Your task
Please decide whether each statement below agrees with the post on pierced shells, answering yes or no and quoting the words of the post that decide it. (a) The three pierced shells came from Skūhl and Oued Djebbana. (b) Both sites were excavated with careful methods. (c) At Skūhl, the pierced shells are associated with the level bearing modern humans.
** start of Text **
After my unintentional break in posting of the past week, here are my thoughts on the new paper in Science by Marian Vanhaeren and colleagues about pierced shells at two ca. 100kya Middle Paleolithic sites in Algeria and Israel. The study describes three pierced Nassarius globulus shells, two from the Levantine Mousterian site of Skūhl, the other from the Aterian site of Oued Djebbana. The authors argue that these shells demonstrate “deliberate selection and transport by humans for symbolic use” (Vanhaeren et al. 2006:1785), and that they therefore provide evidence for symbolic behavior even earlier than the much vaunted finds from Blombos. As is usual of Vanhaeren and d’Errico’s work (they’re the two lead authors), this paper is an analytically solid, well-written and largely convincing study. And it finally puts to rest the idea that the shells from Qafzeh are indicative of ornament-use (Vanhaeren et al. 2006:1785), an argument which some researchers have used repeatedly to argue for the symbolic capacity of that site’s modern humans despite having no convincing empirical data to support this (e.g., Mellars 2005, 2006).
After a few sentence summarizing our knowledge of the earliest credible beads, they briefly describe the sites where the shells were found. Skūhl is dated to about 100-135kya, while Oued Djebbana is dated to “perhaps 90,000 bp” on the basis of recent dates for other Aterian assemblages that suggest it’s much older than previously thought (Wrinn et al. 2003; Cremaschi et al. 1998). Both sites were excavated in the 20’s or 30’s, using pretty roughshod methods, and their stratigraphy is to a certain degree unclear.
Now, I am not so much unconvinced by the analysis of those pieces – they clearly appear to have been intentionally selected and pierced shells, and at Skūhl, they are clearly associated with the modern human bearing level – as I am by some of the interpretations that the authors propose of those artifacts. Clearly, the most likely explanation for the presence of these artifacts at the two sites and their distinctive morphology is that they were used as suspended beads, likely as ornaments. What does strike me as odd is that the authors interpret these three shells “support the hypothesis that a long-lasting and widespread beadworking tradition existed in Africa and the Levant well before the arrival of anatomically modern humans in Europe.” (Vanhaeren et al. 2006:1788; my emphasis). Here, the question is one of the quantitative sufficiency of the data and of interpretive coherence. As concerns the quantitative sufficiency of their argument, let’s remember that we are talking here about three beads from two sites separated by thousands of kilometers and, potentially, thousands of years. Three pierced shells are hardly what you would expect as archaeological evidence of a continuous, well-developed and widespread, especially if their putative advantage lies in communicating information about group identity, social status or what have you. Plainly put, at Skūhl, you have two pierced shells for about ten documented individuals, hardly what you would expect if ornamentation was widespread in that group. Admittedly, Garrod mentions the presence of more shells and more species in the Skūhl desposits, but of all the shells found at the Natural History Museum, only Nassarius globulus were intentionally pierced. It would have been interesting to know how many of the shells belonging to that species there were in total, to better evaluate the statistical unusualness of the two pierced ones.
** end of Text **
** start of Information shown **
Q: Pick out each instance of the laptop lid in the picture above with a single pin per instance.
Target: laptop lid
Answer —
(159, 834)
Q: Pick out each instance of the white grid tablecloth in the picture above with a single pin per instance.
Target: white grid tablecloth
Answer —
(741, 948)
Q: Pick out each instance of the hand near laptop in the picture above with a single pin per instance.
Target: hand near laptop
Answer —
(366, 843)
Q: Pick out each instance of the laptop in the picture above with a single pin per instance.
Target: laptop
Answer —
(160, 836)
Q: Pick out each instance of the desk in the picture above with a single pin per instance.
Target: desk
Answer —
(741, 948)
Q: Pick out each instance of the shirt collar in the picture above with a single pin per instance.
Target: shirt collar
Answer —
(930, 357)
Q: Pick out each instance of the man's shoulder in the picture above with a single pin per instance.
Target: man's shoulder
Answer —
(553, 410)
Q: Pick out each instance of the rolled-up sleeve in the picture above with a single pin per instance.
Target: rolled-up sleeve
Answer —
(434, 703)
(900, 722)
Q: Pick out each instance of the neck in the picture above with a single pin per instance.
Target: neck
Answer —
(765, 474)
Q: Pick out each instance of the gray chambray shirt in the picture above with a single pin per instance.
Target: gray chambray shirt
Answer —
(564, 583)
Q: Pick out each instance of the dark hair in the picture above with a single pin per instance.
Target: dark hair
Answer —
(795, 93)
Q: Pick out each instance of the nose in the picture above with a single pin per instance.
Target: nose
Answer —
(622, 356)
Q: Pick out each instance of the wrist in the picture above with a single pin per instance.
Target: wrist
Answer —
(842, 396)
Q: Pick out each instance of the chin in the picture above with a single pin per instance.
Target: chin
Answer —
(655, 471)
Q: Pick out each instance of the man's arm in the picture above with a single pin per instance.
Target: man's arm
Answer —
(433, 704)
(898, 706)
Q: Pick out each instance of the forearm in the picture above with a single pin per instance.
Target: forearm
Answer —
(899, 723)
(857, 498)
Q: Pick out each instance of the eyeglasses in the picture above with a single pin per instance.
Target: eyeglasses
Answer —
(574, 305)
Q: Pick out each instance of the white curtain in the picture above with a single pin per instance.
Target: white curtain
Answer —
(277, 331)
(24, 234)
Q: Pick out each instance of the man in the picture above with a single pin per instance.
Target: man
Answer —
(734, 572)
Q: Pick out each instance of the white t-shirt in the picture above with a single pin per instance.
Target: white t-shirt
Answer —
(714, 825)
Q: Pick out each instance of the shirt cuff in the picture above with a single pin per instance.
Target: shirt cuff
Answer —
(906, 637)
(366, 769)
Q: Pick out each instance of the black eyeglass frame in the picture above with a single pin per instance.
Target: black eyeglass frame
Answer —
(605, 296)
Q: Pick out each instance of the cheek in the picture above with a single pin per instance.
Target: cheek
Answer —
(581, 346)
** end of Information shown **
** start of Information shown **
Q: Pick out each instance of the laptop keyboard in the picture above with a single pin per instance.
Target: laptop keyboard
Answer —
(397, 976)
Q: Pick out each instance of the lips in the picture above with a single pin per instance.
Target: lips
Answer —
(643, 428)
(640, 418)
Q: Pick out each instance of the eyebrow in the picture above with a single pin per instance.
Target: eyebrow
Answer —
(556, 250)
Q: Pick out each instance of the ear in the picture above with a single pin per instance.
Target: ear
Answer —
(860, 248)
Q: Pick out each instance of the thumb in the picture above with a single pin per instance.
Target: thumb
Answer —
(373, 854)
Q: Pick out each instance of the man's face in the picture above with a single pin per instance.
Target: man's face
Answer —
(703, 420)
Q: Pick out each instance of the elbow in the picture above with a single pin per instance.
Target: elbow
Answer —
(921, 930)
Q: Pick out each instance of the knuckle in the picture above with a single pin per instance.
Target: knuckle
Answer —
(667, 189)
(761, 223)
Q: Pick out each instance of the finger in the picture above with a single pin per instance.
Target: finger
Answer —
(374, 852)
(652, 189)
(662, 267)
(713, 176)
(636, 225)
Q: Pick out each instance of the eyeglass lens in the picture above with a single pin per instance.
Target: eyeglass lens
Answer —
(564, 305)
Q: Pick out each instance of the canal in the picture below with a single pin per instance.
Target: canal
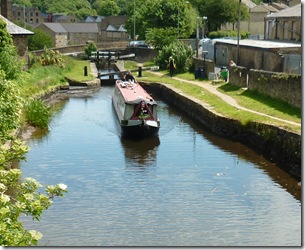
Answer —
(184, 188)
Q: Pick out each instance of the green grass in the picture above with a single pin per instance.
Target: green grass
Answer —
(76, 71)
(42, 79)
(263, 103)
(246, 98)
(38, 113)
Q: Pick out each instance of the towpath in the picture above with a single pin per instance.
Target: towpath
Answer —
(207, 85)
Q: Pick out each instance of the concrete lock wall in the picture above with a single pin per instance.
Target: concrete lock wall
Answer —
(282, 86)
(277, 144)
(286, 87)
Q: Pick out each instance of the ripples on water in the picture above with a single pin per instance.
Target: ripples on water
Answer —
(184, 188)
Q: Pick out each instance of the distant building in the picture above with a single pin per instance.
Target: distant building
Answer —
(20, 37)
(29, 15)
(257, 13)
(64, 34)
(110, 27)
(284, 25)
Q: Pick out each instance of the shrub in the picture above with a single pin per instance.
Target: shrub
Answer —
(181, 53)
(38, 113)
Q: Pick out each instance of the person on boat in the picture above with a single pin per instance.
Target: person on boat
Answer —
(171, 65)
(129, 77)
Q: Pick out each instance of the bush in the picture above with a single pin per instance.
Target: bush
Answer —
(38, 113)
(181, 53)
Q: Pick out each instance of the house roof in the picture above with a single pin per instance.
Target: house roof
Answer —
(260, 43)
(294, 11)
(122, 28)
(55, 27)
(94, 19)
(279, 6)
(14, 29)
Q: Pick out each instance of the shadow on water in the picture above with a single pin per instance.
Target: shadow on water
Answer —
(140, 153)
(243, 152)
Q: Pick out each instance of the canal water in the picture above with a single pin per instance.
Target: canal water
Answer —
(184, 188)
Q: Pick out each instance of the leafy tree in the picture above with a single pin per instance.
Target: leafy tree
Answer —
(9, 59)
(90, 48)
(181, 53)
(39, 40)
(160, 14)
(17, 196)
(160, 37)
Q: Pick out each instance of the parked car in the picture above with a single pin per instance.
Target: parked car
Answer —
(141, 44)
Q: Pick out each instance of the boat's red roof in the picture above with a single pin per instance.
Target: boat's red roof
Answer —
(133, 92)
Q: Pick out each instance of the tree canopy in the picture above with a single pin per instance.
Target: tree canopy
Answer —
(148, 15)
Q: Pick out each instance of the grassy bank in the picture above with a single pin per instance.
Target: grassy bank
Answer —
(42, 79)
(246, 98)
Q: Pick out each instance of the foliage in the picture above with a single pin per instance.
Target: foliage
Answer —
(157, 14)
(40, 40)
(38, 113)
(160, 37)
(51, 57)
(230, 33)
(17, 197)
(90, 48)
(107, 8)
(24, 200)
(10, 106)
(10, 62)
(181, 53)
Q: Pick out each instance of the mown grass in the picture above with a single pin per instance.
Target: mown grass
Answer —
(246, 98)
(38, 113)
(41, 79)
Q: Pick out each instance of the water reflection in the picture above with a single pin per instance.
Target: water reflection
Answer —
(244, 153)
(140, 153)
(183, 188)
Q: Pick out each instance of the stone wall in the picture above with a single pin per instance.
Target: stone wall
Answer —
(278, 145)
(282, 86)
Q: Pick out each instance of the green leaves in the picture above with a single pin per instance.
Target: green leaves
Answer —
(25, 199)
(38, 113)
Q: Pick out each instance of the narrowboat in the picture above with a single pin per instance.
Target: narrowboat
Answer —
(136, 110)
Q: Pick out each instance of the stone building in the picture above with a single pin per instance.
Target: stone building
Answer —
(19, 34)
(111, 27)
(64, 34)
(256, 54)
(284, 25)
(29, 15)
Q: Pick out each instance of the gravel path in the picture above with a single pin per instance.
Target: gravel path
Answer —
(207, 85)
** end of Information shown **
Exercise answer
(a) Yes: "two from the Levantine Mousterian site of Skūhl, the other from the Aterian site of Oued Djebbana."
(b) No: "Both sites were excavated in the 20’s or 30’s, using pretty roughshod methods"
(c) Yes: "at Skūhl, they are clearly associated with the modern human bearing level"